» Work item
In the material below, which lines hold the word "slab"? Pick each one out.

Start of Block

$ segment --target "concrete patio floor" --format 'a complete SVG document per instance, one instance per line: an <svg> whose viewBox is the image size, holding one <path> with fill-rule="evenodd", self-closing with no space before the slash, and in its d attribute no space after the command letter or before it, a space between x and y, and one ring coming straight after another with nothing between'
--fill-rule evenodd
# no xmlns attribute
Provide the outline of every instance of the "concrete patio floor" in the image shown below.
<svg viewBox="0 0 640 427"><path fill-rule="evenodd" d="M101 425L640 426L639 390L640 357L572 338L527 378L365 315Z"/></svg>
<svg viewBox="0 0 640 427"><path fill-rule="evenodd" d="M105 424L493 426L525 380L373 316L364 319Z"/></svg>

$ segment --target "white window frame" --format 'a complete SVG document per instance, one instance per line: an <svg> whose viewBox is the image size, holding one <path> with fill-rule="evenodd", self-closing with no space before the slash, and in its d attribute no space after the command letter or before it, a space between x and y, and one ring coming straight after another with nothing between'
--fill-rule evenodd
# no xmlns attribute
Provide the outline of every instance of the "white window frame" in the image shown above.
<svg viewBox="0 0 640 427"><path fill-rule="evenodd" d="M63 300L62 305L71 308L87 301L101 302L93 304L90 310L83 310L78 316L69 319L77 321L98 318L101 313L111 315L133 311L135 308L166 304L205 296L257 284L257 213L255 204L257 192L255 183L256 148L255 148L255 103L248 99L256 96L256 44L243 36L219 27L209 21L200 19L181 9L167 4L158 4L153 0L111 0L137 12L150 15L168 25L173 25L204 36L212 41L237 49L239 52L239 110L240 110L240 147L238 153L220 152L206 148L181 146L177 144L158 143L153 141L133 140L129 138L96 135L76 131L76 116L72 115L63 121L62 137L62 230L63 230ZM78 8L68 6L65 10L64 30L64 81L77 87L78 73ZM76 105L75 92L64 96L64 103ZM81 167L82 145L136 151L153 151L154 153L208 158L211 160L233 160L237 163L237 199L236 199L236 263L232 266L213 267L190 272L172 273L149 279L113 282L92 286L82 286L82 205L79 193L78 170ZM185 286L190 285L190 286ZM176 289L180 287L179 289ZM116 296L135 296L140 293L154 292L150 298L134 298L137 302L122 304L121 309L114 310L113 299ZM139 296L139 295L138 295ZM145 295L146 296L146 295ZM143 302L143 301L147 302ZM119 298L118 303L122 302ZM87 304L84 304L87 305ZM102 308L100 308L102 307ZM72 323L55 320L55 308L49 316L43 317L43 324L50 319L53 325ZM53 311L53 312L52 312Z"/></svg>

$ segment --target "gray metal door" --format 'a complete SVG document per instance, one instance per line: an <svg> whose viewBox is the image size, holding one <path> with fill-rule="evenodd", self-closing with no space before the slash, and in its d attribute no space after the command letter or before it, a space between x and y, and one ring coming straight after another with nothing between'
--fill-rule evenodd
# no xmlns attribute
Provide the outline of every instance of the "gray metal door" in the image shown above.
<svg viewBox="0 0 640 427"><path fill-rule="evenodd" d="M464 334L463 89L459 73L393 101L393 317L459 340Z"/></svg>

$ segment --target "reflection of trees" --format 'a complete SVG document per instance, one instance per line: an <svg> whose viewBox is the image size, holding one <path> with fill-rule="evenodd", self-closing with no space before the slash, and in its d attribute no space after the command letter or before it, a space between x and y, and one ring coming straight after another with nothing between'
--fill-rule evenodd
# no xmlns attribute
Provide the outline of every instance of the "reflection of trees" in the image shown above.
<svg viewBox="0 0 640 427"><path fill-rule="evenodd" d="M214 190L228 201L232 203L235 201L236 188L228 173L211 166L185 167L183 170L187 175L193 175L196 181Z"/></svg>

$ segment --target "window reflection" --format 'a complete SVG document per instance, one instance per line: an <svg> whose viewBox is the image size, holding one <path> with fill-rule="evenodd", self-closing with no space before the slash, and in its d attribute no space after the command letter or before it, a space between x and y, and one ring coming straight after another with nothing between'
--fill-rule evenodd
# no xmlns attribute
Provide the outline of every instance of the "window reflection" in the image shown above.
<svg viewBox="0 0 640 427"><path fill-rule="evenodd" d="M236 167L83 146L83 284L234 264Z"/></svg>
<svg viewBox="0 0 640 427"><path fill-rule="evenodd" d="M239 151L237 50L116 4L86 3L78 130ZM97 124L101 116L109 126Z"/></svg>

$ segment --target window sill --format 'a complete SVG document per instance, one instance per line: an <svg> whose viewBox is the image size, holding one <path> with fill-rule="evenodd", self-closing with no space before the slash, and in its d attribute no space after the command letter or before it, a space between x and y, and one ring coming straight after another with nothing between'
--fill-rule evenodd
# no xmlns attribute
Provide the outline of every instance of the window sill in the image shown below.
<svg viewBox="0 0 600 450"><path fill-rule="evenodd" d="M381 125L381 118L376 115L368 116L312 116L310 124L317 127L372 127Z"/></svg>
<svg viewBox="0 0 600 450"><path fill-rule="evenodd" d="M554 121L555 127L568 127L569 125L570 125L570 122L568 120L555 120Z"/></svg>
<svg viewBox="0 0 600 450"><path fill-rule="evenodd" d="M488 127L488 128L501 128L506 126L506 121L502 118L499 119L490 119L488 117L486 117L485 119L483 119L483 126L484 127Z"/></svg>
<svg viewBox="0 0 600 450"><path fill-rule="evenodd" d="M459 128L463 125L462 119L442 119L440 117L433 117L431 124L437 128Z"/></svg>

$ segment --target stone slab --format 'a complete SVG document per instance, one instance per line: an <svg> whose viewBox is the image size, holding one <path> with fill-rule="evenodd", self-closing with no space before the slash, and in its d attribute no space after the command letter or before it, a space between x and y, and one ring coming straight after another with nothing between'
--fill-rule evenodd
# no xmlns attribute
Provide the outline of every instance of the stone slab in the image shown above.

End of Block

» Output
$ segment --target stone slab --format 'a complete SVG document per instance, one instance per line: an <svg> whose viewBox is the image size, holding one <path> with fill-rule="evenodd", self-closing with no space before the slash, and in its d attribute no space after the command letter or before it, a space between x and y, and one ring coming straight after another with nothing between'
Provide the outline of every instance of the stone slab in the image shown above.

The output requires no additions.